====== TRECHO DO TEXTO ======

Diligentemente, Gesta perpassa todo o desenvolvimento da linguagem do fenômeno sagrado, ocorrido em complexa simbiose, através de símbolos, metáforas, vínculos, comportamentos, cultura, símbolos sociais e fatos sociais: “Outras vezes, o fenômeno sagrado, transcendente e indescritível que é, produzirá uma linguagem simbólica própria, metafórica, na tentativa de explicar o inexplicável” (p. 56). Desde o início, é flagrante o seu cuidado ao lidar com tais questões, por demais sensíveis e preciosas (pp. 47-67).

 

O secularismo também é apontado como evento catalizador dos diversos movimentos de restauração, dentre os quais, “o’ pentecostes, que simbolizará ‘o batismo no Espírito Santo’, surgirá e funcionará em torno de tal como uma ‘nova forma de ativismo evangélico’: o pentecostalismo” (pp.78,79). Gesta apresenta o pentecostalismo como fato e fator social, que reivindica, influencia e identifica posturas, atitudes e performance do indivíduo; o pentecostalismo “é principalmente fruto de uma determinada cultura, mas também formador e desenvolvedor de toda uma nova cultura ou culturas” (p. 80). O aspecto batismal envolvido no tema recebe ampla análise, desde a etimologia do termo “batismo” até sua “apropriação” por pentecoste (fenômeno sagrado e/ou festa), pentecostalismo e pentecostais (pp. 73-96).

======

▶ PROBLEMA CURTO A: Copie do trecho, sem mudar nada, a parte que começa nas palavras "O secularismo também" e vai até depois de "pentecostais (pp. 73-96).".
▶ PROBLEMA CURTO B:
Responda com base no trecho:
(i) Como o secularismo é apontado?
(ii) Que página é indicada para a citação sobre a linguagem simbólica própria do fenômeno sagrado?
(iii) Em que páginas fica a análise do aspecto batismal?
▶ PROBLEMA CURTO C:
Diga se cada afirmação abaixo está de acordo com o trecho, respondendo sim ou não e citando as palavras do trecho que decidem:
(i) Gesta apresenta o pentecostalismo como fato e fator social.
(ii) O fenômeno sagrado é descrito como algo fácil de explicar.
(iii) A análise do batismo começa pela etimologia da palavra.

====== LINHAS FORNECIDAS ======

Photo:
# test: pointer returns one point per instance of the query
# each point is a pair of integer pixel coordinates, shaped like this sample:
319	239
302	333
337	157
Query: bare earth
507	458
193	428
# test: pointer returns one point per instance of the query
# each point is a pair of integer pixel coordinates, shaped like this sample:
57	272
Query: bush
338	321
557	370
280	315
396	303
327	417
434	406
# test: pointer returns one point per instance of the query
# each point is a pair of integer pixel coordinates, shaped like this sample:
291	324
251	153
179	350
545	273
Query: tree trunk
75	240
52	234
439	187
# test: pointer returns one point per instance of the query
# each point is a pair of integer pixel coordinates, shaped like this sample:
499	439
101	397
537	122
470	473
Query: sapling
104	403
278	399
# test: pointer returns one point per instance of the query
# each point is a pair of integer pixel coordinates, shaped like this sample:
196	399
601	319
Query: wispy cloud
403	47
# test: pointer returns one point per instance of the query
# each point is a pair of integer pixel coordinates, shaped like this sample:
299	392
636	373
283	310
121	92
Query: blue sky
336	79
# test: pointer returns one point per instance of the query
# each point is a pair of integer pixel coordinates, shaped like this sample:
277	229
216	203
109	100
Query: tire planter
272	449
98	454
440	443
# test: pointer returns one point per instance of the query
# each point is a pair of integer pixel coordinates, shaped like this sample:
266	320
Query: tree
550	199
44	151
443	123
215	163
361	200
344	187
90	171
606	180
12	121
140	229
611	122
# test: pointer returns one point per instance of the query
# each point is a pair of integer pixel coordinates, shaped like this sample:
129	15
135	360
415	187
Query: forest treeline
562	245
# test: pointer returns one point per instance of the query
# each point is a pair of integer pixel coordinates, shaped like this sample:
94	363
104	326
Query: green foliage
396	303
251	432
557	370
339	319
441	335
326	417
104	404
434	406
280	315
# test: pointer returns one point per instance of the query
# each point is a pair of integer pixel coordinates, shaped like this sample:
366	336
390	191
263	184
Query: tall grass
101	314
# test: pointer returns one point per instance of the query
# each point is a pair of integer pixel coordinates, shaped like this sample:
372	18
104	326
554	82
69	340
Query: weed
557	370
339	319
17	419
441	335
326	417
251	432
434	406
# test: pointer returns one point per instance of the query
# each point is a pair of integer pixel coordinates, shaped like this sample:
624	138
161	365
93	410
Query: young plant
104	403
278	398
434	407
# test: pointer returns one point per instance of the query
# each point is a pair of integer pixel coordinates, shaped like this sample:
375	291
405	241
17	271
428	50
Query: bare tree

======

▶ RESPOSTA COMPLETA A:
O secularismo também é apontado como evento catalizador dos diversos movimentos de restauração, dentre os quais, “o’ pentecostes, que simbolizará ‘o batismo no Espírito Santo’, surgirá e funcionará em torno de tal como uma ‘nova forma de ativismo evangélico’: o pentecostalismo” (pp.78,79). Gesta apresenta o pentecostalismo como fato e fator social, que reivindica, influencia e identifica posturas, atitudes e performance do indivíduo; o pentecostalismo “é principalmente fruto de uma determinada cultura, mas também formador e desenvolvedor de toda uma nova cultura ou culturas” (p. 80). O aspecto batismal envolvido no tema recebe ampla análise, desde a etimologia do termo “batismo” até sua “apropriação” por pentecoste (fenômeno sagrado e/ou festa), pentecostalismo e pentecostais (pp. 73-96).

▶ RESPOSTA COMPLETA B:
(i) Como evento catalizador dos diversos movimentos de restauração.
(ii) A página 56.
(iii) Nas páginas 73 a 96.

▶ RESPOSTA COMPLETA C:
(i) Sim: "Gesta apresenta o pentecostalismo como fato e fator social".
(ii) Não: "transcendente e indescritível que é, produzirá uma linguagem simbólica própria, metafórica, na tentativa de explicar o inexplicável".
(iii) Sim: "desde a etimologia do termo “batismo”".